(Collected data)
-- Begin --
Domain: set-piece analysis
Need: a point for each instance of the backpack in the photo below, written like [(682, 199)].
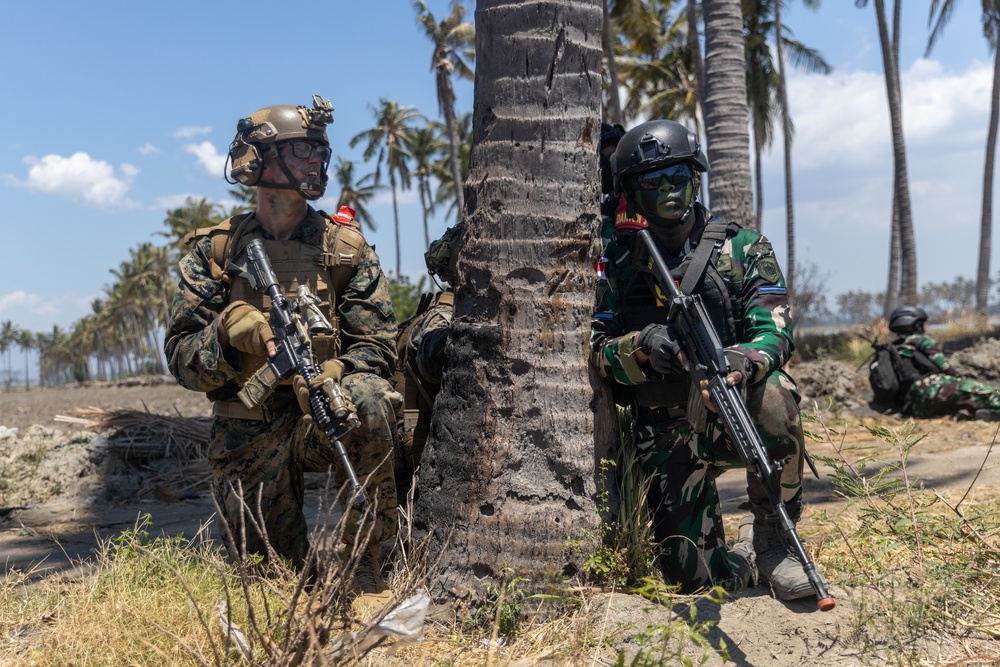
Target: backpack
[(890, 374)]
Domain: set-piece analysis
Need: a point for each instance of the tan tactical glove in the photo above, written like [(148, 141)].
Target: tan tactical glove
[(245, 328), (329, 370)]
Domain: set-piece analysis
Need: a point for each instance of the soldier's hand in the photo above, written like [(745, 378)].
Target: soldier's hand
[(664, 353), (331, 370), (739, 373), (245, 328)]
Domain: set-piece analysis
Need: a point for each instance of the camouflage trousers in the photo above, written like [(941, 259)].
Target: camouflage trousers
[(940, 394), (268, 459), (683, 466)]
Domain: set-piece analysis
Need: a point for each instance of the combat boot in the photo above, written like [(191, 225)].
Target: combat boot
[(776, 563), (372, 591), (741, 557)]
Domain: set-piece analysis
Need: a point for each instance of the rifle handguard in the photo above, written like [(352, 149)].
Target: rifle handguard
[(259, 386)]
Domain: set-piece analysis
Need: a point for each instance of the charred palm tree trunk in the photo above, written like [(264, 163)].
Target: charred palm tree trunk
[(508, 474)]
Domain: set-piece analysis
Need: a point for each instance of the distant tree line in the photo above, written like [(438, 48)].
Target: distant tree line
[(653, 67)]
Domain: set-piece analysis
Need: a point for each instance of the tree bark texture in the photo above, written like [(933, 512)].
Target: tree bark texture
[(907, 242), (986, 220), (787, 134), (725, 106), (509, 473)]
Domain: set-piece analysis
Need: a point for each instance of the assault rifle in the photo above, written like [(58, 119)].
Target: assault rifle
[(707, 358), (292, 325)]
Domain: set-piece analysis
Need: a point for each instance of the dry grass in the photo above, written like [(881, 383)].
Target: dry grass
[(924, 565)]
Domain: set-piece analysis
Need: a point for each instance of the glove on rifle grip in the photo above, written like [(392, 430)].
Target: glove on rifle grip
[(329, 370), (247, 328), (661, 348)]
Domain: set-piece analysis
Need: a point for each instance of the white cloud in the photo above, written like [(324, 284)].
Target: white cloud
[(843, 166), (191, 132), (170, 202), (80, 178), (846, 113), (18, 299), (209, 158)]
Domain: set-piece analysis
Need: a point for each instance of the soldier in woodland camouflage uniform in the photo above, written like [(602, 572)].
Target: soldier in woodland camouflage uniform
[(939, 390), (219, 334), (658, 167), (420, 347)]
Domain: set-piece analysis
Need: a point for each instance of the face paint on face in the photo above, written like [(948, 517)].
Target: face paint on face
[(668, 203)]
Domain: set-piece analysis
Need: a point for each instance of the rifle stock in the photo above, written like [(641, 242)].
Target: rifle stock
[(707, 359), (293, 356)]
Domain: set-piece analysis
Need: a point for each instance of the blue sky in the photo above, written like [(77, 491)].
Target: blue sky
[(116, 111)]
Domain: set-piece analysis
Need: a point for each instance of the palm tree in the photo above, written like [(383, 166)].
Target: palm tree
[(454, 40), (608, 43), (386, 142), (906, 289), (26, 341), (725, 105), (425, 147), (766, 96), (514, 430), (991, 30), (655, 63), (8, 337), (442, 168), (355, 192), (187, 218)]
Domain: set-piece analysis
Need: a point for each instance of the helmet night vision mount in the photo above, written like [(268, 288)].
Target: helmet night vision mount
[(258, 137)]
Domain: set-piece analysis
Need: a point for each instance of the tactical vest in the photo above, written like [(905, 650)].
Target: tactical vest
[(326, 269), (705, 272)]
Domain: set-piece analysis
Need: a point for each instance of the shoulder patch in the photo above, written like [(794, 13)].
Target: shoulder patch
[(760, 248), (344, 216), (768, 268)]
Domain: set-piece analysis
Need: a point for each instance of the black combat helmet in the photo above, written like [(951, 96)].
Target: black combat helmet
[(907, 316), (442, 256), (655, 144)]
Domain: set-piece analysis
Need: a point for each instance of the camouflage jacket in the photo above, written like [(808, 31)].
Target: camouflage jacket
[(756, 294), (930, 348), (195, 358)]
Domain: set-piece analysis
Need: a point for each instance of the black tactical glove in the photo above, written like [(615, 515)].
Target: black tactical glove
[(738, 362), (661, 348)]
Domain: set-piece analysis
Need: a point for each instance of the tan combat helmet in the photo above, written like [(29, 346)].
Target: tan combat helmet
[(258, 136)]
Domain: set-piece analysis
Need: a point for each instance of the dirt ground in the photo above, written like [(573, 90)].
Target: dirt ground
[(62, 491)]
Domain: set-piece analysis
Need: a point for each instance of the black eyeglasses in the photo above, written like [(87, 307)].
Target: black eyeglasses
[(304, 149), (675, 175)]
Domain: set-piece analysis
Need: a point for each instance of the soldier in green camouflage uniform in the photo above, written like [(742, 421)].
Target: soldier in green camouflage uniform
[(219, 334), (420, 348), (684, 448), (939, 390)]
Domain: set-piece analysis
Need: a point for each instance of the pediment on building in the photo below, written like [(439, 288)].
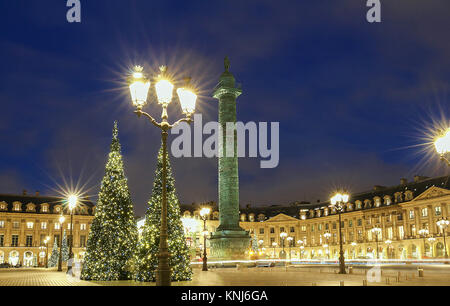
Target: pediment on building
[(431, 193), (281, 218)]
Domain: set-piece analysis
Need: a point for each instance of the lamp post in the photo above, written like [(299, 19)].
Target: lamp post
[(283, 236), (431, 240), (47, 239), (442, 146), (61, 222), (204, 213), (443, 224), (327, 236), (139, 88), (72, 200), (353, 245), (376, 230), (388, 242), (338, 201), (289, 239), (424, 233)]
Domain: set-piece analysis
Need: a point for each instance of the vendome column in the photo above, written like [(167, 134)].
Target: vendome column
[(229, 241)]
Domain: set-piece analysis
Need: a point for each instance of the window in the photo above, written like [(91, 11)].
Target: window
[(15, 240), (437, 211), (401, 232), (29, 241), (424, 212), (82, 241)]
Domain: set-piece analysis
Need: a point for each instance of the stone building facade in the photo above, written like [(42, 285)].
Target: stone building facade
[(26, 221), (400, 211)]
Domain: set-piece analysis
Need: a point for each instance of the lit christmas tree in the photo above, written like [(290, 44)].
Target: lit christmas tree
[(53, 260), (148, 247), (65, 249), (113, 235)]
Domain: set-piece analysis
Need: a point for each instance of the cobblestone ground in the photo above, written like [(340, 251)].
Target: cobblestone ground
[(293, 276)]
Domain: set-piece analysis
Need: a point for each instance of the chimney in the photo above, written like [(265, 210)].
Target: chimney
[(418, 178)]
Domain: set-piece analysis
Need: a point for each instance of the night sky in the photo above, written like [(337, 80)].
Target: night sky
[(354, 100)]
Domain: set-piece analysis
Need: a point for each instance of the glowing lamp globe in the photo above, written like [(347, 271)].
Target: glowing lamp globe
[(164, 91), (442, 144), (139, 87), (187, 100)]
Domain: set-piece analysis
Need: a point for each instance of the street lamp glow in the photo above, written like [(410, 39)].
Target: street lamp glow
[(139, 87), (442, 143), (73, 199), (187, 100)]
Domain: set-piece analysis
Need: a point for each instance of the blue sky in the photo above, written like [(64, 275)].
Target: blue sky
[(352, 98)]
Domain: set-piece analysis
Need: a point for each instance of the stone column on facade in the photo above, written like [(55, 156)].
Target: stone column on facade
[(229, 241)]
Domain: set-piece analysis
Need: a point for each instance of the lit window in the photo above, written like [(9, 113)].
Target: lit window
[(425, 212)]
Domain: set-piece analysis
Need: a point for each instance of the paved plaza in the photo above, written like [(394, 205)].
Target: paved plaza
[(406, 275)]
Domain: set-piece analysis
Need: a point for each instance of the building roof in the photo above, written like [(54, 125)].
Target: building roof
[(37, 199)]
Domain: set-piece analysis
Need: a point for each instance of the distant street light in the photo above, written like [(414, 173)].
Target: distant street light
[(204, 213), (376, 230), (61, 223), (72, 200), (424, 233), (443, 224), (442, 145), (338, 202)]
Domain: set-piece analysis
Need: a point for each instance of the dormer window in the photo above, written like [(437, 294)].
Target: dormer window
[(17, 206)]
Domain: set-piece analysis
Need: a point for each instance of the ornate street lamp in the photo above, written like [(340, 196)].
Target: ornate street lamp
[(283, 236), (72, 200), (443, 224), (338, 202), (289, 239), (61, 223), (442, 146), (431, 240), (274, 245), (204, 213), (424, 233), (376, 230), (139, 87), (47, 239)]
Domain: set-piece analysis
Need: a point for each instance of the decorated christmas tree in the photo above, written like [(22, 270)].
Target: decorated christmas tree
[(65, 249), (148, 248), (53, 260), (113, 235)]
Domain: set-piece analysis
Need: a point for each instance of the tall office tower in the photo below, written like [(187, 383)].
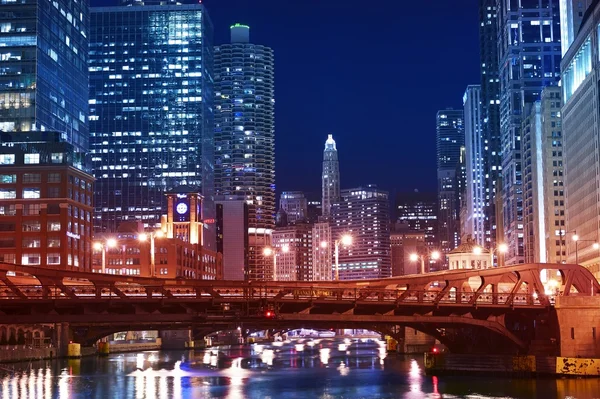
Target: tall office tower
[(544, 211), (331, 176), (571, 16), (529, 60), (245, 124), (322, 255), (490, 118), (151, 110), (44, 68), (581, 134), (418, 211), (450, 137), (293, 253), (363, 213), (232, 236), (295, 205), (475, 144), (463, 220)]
-- End --
▶ **WHAT TO PRODUCE**
Write out the records again, from the start through the line that contains "[(776, 563), (372, 591), (741, 557)]", requests included. Multiply every coordinate in the answers by 2 and round to whole numbers, with halves rounded up. Leave the pictures out.

▶ **OUTPUT OF THE TASK**
Domain: set-piece analysis
Need: a point for each instance of the backpack in the photo below, written like [(682, 199)].
Target: backpack
[(1780, 748)]
Domain: set-piece analysis
Need: a point for each instance of the tan tactical glove in the photo above, written like [(148, 141)].
Target: tan tactical glove
[(490, 656), (658, 740)]
Domain: set-piece analysis
Need: a point for each instance of the soldier's hand in the photo above, written like [(745, 378)].
Target: soldier's hand
[(1328, 706), (662, 740), (1478, 746), (490, 656)]
Domain: set-piece analysis
Need: a point for each instance of the camouflage trousers in the photo above, written like [(941, 259)].
Target: camouflage trousers
[(1880, 788), (536, 918), (1366, 932)]
Domain: set-piece analysis
Need: a point for each instance of the combat boot in the photo above, written like [(191, 225)].
Target: combat boot
[(1552, 1126), (744, 1182), (1482, 1114)]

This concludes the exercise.